• _Work instructions_:
According to the passage on pain after tumor surgery, roughly what share of patients still have pain weeks or months after the operation?

• _Source passage_:
• • • •

Luckily, most people who have surgery to remove a malignant or benign tumour recover very well, with excellent return to function and little or no pain at all after the acute healing phase. However approximately 1 in 5 patients will have continued pain weeks or even months after the surgery. Many people experience 1 or more of the following persistent symptoms:

  • The pain can remain as is, with little or no improvement
  • The pain can worsen (hyperalgesia)
  • The pain can be completely out of kilter, for example a feather touch feeling like burning (alodynia)
  • Can generalise into other areas and even other symptoms, such as heat, inflammation, and actual swelling
  • Can affect the entire nervous system, and all functions which have nervous system involvement (severe central sensitisation, such as in fibromyalgia)


It is well accepted that currently some 80% of people who suffer from chronic pain are not being helped by standard treatments, whether pharmaceutical, physical therapy, or psychological treatment.

Maria came along to the clinic because she had had a small tumour removed from her neck 6 months previously. She was a strong, bright and likeable professional who was still working despite debilitating pain in her neck, jaw, and shoulder which was constant, and which made it difficult to sleep at night. Naturally she was very run-down and fatigued, partly because pain itself is so exhausting, but also from lack of sleep.

At the clinic we work on the basis that while the pain is very real, and is definitely being generated physically, it is in fact triggered by conditioned (learned) brain activity that is happening at a subconscious level. Failure to understand this is the reason current treatments are so terribly ineffective. (See our video for psychologists at www.mdrtherapy.org/mdr-webinar-for-psychologists) in order to get an explanation of the theory and practice of our treatment method.) So it’s of crucial importance to seek to identify at least some of the links between brain activity, and subsequent pain.

• • • •

Entries drawn from a dataset
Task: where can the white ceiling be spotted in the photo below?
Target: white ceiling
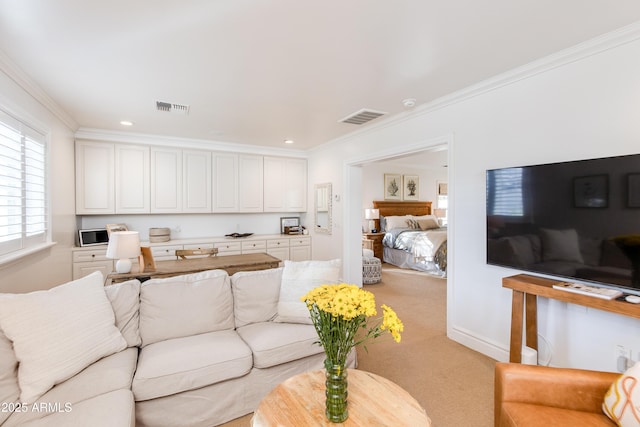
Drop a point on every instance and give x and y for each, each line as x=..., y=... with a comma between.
x=258, y=72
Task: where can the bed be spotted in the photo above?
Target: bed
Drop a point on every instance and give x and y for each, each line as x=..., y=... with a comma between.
x=418, y=244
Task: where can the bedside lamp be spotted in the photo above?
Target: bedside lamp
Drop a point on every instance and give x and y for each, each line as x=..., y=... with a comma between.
x=372, y=214
x=122, y=246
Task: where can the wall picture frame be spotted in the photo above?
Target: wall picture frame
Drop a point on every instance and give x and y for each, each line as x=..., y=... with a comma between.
x=410, y=187
x=392, y=186
x=591, y=191
x=116, y=227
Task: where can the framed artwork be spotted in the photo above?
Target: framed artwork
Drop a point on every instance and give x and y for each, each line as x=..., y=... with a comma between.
x=392, y=186
x=116, y=227
x=633, y=190
x=410, y=187
x=591, y=191
x=288, y=222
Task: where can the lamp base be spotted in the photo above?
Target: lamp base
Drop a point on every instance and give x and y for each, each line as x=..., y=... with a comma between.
x=123, y=266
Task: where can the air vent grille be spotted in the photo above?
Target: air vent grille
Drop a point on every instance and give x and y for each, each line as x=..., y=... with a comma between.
x=170, y=107
x=362, y=116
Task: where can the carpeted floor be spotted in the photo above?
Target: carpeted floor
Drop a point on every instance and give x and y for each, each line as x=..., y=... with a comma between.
x=453, y=383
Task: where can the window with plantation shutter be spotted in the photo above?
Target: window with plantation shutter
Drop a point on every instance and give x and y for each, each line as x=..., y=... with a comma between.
x=505, y=192
x=24, y=218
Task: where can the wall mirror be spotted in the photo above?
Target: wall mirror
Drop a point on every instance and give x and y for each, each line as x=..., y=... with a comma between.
x=323, y=196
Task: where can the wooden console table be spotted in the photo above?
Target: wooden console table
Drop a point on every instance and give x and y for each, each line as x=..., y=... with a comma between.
x=230, y=263
x=524, y=308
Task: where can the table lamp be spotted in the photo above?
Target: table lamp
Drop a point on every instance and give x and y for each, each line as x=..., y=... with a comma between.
x=122, y=246
x=371, y=215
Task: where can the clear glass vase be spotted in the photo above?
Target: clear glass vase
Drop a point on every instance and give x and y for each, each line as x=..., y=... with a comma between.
x=336, y=392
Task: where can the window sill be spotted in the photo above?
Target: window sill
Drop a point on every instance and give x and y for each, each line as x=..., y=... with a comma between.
x=18, y=255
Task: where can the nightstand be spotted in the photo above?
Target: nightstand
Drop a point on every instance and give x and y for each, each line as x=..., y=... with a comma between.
x=373, y=241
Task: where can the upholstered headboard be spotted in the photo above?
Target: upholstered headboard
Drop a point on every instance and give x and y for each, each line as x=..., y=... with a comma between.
x=392, y=208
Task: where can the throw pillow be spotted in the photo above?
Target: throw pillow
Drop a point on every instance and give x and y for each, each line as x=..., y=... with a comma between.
x=560, y=245
x=623, y=398
x=59, y=332
x=185, y=305
x=298, y=278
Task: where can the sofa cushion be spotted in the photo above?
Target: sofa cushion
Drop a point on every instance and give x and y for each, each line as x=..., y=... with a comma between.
x=185, y=305
x=276, y=343
x=298, y=278
x=125, y=301
x=188, y=363
x=623, y=398
x=108, y=374
x=9, y=389
x=255, y=295
x=50, y=344
x=115, y=408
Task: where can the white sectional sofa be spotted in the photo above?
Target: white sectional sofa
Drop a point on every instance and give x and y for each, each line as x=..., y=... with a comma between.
x=193, y=350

• • • •

• _Result of the task_:
Approximately 1 in 5 patients.